- _QUESTIONS ON THE MATERIAL_
(a) In the news report on the weapons depot explosion, what did the defense ministry call the most likely cause?
(b) Transcribe the part of the news report on the depot explosion starting with "President Armando Guebuza" and going on through "people were injured.".
(c) Summarize the news report on the depot explosion in two sentences.

- _DOCUMENT EXCERPT_
__________

The death toll from a fire and explosion at a weapons depot near
the capital's airport is at least 83 and is likely to rise further
as more bodies are recovered from the charred remains of houses,
the health minister said on Friday.
Ivo Garrido said that at least 300 people were injured, many of
them children.
Garrido said the casualties included military personnel working
on the site and civilians living in nearby houses in a poor,
densely populated neighborhood.
President Armando Guebuza toured the stricken area, visited
victims in hospital and appealed to the nation which has been
battered by floods and a cyclone in the past two months to be
calm.
"We mourn what is happening," said Guebuza, who canceled a
planned visit to South Africa and summoned an emergency Cabinet
meeting.
The defense ministry said high temperatures that have gripped
Maputo, the capital, in recent months were the most likely cause of
Thursday's explosion. The temperature Thursday was 35 C. The
searing heat was blamed for a smaller explosion at the depot in
January when three people were injured.
The Interior Ministry ordered police and firefighters to help
the military in destroying all remaining ammunition at the depot,
which was stocked with obsolete Soviet-made weapons used during
Mozambique's long civil war.
The ministry also ordered police reinforcements to stop looters
from ransacking houses abandoned by their owners because of the
inferno.

__________

- _RECORDS SHOWN_
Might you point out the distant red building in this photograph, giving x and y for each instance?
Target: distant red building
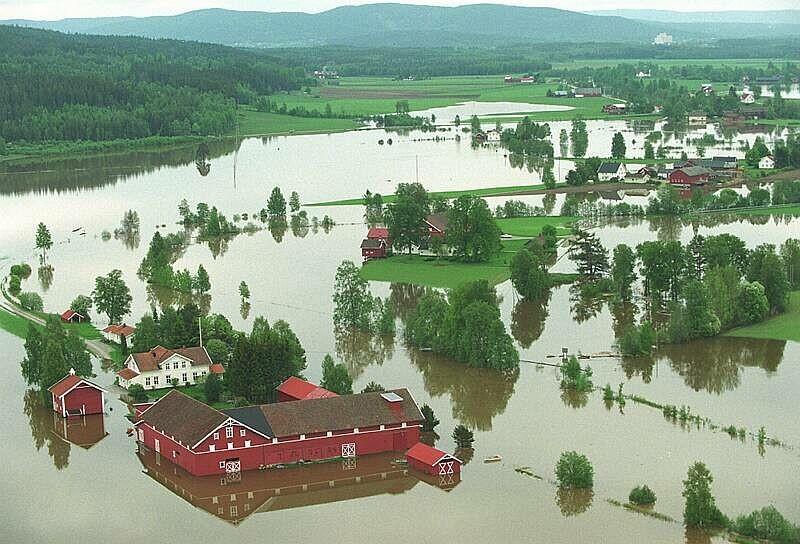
(432, 461)
(296, 389)
(689, 175)
(73, 395)
(71, 316)
(203, 440)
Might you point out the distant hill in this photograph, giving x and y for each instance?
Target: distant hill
(777, 17)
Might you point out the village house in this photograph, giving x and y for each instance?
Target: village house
(203, 440)
(71, 316)
(698, 118)
(116, 333)
(294, 388)
(432, 461)
(689, 176)
(73, 395)
(766, 163)
(611, 170)
(160, 367)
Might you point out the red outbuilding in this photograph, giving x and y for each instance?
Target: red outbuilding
(432, 461)
(71, 316)
(296, 389)
(73, 395)
(204, 441)
(689, 175)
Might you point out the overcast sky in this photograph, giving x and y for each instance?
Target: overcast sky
(59, 9)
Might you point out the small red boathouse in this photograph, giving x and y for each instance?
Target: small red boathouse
(73, 395)
(432, 461)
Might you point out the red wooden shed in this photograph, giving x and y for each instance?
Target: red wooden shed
(432, 461)
(296, 389)
(73, 395)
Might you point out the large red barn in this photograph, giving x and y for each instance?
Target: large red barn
(73, 395)
(432, 461)
(205, 441)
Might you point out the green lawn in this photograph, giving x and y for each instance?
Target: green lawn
(252, 123)
(782, 327)
(484, 192)
(194, 391)
(532, 226)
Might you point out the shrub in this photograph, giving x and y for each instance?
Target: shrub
(642, 495)
(574, 471)
(137, 393)
(463, 437)
(430, 422)
(14, 284)
(701, 508)
(31, 302)
(767, 524)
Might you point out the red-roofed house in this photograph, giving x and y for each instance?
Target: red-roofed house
(293, 388)
(432, 461)
(157, 368)
(116, 333)
(73, 395)
(71, 316)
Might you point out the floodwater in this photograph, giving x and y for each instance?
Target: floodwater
(110, 492)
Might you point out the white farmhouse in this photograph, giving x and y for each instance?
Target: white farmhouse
(611, 170)
(157, 368)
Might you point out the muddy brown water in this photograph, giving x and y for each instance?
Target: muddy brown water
(107, 492)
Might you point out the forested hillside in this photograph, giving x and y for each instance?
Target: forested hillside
(68, 87)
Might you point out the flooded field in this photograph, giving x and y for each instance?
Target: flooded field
(107, 489)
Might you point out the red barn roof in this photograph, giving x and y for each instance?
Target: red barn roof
(301, 389)
(428, 455)
(378, 233)
(70, 382)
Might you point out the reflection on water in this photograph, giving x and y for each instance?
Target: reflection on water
(573, 502)
(234, 497)
(476, 394)
(713, 365)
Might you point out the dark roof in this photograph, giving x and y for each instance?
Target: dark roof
(438, 221)
(608, 168)
(370, 243)
(150, 360)
(253, 417)
(338, 413)
(183, 417)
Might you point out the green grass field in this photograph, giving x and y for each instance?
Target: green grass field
(782, 327)
(484, 192)
(532, 226)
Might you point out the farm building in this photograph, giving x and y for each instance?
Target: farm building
(689, 175)
(611, 170)
(428, 459)
(293, 388)
(157, 368)
(116, 333)
(71, 316)
(766, 163)
(204, 441)
(73, 395)
(373, 249)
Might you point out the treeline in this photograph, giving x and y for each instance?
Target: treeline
(529, 58)
(55, 86)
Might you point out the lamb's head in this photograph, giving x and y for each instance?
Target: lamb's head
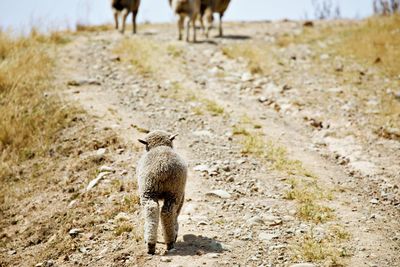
(157, 138)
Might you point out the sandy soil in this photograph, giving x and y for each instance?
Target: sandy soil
(297, 106)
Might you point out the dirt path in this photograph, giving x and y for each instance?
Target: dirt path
(207, 98)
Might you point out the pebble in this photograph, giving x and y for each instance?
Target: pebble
(106, 169)
(219, 193)
(101, 151)
(201, 168)
(303, 265)
(95, 181)
(255, 220)
(374, 201)
(213, 255)
(267, 236)
(75, 232)
(246, 77)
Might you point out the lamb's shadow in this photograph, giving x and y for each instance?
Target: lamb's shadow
(234, 37)
(196, 245)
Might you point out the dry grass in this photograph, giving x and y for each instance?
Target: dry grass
(30, 114)
(150, 57)
(369, 52)
(93, 28)
(329, 250)
(257, 56)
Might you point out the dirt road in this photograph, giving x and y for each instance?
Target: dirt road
(275, 178)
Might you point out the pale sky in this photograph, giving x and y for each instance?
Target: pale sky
(57, 14)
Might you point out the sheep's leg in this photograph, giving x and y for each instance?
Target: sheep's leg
(151, 214)
(168, 220)
(180, 26)
(203, 29)
(125, 15)
(134, 13)
(220, 24)
(116, 13)
(194, 27)
(180, 204)
(209, 17)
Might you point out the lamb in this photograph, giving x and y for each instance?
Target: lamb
(161, 175)
(186, 8)
(125, 6)
(208, 7)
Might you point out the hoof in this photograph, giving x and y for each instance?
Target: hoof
(151, 249)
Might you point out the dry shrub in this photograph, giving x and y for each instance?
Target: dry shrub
(30, 115)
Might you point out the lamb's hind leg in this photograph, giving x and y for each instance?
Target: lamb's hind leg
(116, 13)
(151, 214)
(168, 220)
(124, 16)
(178, 210)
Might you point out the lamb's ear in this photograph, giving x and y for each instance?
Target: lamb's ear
(143, 142)
(172, 137)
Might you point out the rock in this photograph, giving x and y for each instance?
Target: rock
(226, 168)
(165, 259)
(203, 133)
(308, 23)
(365, 167)
(374, 201)
(83, 82)
(219, 193)
(213, 255)
(246, 77)
(122, 216)
(324, 57)
(72, 203)
(255, 220)
(75, 232)
(106, 169)
(306, 264)
(267, 236)
(95, 181)
(101, 151)
(201, 168)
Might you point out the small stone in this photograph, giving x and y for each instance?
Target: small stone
(95, 181)
(75, 232)
(246, 77)
(213, 255)
(219, 193)
(262, 99)
(72, 203)
(201, 168)
(165, 259)
(255, 220)
(106, 169)
(226, 168)
(267, 236)
(374, 201)
(122, 216)
(303, 265)
(101, 151)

__________

- _ACTIVITY ANSWERS_
(a) The high temperatures that have gripped Maputo in recent months.

(b)
President Armando Guebuza toured the stricken area, visited
victims in hospital and appealed to the nation which has been
battered by floods and a cyclone in the past two months to be
calm.
"We mourn what is happening," said Guebuza, who canceled a
planned visit to South Africa and summoned an emergency Cabinet
meeting.
The defense ministry said high temperatures that have gripped
Maputo, the capital, in recent months were the most likely cause of
Thursday's explosion. The temperature Thursday was 35 C. The
searing heat was blamed for a smaller explosion at the depot in
January when three people were injured.

(c) A fire and explosion at a weapons depot near the airport in Maputo killed at least 83 people and injured at least 300, many of them children, and the death toll was expected to rise. The defense ministry blamed the recent high temperatures, and the Interior Ministry ordered the remaining ammunition destroyed and police reinforcements sent to stop looters.